PROBLEM TO SOLVE. Retype the listing that follows without a single change.

RECORDED DATA START

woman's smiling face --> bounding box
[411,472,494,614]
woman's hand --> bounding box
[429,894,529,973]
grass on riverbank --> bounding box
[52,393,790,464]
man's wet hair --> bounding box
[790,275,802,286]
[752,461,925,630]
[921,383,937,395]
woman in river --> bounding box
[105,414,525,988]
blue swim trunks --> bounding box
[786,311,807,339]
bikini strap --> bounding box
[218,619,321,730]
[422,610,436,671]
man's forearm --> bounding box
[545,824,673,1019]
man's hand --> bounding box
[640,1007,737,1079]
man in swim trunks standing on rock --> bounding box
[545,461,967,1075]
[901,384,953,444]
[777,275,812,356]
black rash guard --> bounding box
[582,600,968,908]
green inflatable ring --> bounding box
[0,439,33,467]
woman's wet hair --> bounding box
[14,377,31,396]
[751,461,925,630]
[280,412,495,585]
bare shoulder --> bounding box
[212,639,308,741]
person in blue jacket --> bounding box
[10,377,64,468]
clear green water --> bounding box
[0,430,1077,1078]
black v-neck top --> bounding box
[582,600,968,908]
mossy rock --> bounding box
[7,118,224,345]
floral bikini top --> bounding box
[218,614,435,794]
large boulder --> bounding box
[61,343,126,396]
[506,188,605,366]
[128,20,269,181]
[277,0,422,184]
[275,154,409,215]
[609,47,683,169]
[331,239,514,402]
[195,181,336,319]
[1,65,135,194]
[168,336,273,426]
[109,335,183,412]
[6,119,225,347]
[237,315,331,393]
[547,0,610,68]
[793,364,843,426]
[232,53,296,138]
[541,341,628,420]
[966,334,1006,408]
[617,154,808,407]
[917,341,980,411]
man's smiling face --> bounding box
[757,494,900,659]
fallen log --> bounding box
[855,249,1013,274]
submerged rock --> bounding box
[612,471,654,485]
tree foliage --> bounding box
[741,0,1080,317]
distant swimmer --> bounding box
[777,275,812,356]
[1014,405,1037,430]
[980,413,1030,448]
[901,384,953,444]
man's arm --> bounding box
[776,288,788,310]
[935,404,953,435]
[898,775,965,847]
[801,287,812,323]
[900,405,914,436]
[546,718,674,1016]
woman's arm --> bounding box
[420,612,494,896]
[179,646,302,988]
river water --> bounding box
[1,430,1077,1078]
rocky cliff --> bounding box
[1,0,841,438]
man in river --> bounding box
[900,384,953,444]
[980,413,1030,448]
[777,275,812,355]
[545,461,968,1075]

RECORDED DATA END

YOUR SOLUTION.
woman's smiling face --> bounding box
[411,472,494,614]
woman's hand --> bounding box
[429,894,529,973]
grass on riverbank --> bounding box
[52,393,790,464]
man's wet hair --> bounding box
[790,275,802,286]
[752,461,925,630]
[921,383,937,395]
woman in river --> bounding box
[105,414,525,988]
blue swim trunks --> bounding box
[786,311,807,339]
bikini strap --> bounding box
[218,619,321,730]
[422,610,436,671]
man's forearm --> bounding box
[545,824,673,1019]
man's hand --> bounding box
[640,1007,737,1079]
man in swim trunks standing on rock --> bounding box
[545,461,967,1075]
[901,384,953,444]
[777,275,812,356]
black rash guard --> bounding box
[582,600,968,908]
green inflatable ring --> bounding box
[0,439,33,467]
woman's wet hair --> bounding box
[14,377,31,396]
[751,461,925,630]
[280,412,495,585]
bare shoulder --> bounding box
[212,639,308,741]
person in blue jacket --> bounding box
[10,377,64,468]
clear green water --> bounding box
[0,430,1077,1078]
black v-neck top --> bounding box
[582,600,968,908]
mossy rock --> bounding box
[7,118,224,345]
floral bikini top --> bounding box
[218,614,435,794]
large boulder --> bounding box
[61,343,126,396]
[506,188,605,366]
[128,20,269,181]
[277,0,422,184]
[275,154,409,215]
[609,47,683,169]
[331,239,514,402]
[195,181,336,319]
[1,65,135,194]
[168,336,273,426]
[109,335,183,412]
[6,119,225,347]
[237,315,331,393]
[547,0,610,68]
[793,364,843,426]
[232,53,296,138]
[541,341,628,420]
[966,334,1006,408]
[617,154,808,407]
[917,341,980,411]
man's smiling face --> bounding box
[757,494,900,659]
fallen log --> bounding box
[855,249,1013,274]
submerged rock --> bounding box
[612,471,654,485]
tree foliage --> bounding box
[741,0,1080,317]
distant swimmer --> bounding box
[777,275,812,356]
[1014,405,1037,430]
[980,413,1030,448]
[901,384,953,444]
man's arm --> bounding box
[776,288,788,310]
[935,404,953,435]
[898,775,965,847]
[801,287,812,323]
[900,405,914,436]
[546,718,674,1016]
woman's arm --> bounding box
[420,612,494,896]
[179,646,302,988]
river water --> bounding box
[1,430,1077,1078]
rocky cliff --> bounding box
[1,0,841,438]
man in river --> bounding box
[900,384,953,444]
[980,413,1030,448]
[777,275,812,355]
[545,461,968,1075]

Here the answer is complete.